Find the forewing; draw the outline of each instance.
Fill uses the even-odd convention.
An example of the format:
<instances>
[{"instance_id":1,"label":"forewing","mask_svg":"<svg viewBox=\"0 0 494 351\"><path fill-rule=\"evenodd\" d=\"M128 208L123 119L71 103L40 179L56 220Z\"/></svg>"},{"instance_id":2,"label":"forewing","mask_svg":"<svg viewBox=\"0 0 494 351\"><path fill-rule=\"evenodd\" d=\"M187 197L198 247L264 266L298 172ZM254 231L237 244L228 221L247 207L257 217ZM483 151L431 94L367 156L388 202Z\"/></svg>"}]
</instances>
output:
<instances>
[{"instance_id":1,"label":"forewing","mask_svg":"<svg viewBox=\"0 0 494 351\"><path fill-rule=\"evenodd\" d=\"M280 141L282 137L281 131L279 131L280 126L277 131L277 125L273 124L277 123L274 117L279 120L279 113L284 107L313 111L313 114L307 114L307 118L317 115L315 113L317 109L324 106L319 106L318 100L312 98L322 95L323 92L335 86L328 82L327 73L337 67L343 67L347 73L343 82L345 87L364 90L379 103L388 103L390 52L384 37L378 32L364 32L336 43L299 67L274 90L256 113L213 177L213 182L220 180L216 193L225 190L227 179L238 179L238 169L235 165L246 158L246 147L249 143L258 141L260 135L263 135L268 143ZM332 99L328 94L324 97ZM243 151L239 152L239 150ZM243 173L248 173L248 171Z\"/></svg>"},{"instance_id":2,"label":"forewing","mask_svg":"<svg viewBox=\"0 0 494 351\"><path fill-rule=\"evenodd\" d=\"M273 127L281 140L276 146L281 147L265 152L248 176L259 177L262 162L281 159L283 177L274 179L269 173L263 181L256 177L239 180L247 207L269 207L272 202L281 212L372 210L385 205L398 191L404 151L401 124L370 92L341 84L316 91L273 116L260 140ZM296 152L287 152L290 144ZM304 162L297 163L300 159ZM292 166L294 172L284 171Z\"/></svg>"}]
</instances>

--

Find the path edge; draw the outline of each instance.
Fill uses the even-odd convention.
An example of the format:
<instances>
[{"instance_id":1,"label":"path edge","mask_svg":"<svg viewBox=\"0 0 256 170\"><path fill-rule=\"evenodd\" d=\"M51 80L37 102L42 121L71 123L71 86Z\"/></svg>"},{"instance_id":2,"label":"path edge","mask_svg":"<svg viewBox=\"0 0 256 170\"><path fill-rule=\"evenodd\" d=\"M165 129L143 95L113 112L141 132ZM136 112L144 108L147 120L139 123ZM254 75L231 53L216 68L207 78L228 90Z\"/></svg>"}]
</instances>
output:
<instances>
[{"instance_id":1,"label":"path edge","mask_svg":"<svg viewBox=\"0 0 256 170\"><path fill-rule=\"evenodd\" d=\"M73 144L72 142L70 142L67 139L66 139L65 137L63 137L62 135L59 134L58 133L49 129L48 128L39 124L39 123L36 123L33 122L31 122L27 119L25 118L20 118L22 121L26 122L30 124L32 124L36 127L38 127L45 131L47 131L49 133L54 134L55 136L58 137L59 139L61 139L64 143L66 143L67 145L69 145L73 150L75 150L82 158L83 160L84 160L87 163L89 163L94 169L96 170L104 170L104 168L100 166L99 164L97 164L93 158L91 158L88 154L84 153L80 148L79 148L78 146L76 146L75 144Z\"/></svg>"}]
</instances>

* [THE EXERCISE]: Show every line of the records above that contains the string "draw", matching case exactly.

* [RESULT OF THIS TASK]:
Find the forewing; draw the outline of each instance.
Find the path edge; draw the outline of each instance.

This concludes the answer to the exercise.